* [EXERCISE]:
Every line of the entries with the word "cloud" in it should be shown.

* [MATERIAL TO PROCESS]:
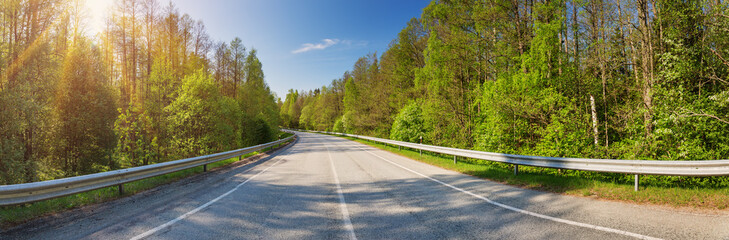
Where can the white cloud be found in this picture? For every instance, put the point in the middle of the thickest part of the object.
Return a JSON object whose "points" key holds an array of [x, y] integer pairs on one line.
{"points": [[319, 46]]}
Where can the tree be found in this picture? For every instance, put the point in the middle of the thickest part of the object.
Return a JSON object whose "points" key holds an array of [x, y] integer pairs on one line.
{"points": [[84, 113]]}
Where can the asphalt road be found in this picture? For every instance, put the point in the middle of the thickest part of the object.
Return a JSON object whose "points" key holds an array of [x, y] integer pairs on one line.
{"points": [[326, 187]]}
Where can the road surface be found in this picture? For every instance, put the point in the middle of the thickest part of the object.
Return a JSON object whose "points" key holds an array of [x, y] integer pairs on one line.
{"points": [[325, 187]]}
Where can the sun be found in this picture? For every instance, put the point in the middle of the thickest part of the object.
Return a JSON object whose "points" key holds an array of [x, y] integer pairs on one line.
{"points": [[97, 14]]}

--

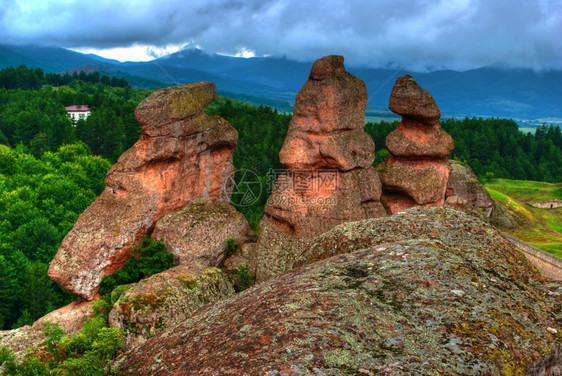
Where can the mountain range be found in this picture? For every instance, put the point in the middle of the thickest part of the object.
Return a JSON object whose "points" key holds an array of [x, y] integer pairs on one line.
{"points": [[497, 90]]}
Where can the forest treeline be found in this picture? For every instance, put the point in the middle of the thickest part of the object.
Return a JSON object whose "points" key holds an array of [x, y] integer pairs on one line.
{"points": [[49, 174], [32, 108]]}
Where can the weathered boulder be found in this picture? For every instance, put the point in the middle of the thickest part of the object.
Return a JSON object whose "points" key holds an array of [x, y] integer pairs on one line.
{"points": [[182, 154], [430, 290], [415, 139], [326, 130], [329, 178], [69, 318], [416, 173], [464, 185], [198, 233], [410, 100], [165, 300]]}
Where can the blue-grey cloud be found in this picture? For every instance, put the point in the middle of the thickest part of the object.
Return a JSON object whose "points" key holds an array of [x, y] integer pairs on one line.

* [RESULT BELOW]:
Where can the white cloud be found in this picture? For every instance, put the point in the middle of the thickest part of the object.
Where can the blue-grey cloud be found in this picture? For every instance, put the point in the middle of the thickest part of the object.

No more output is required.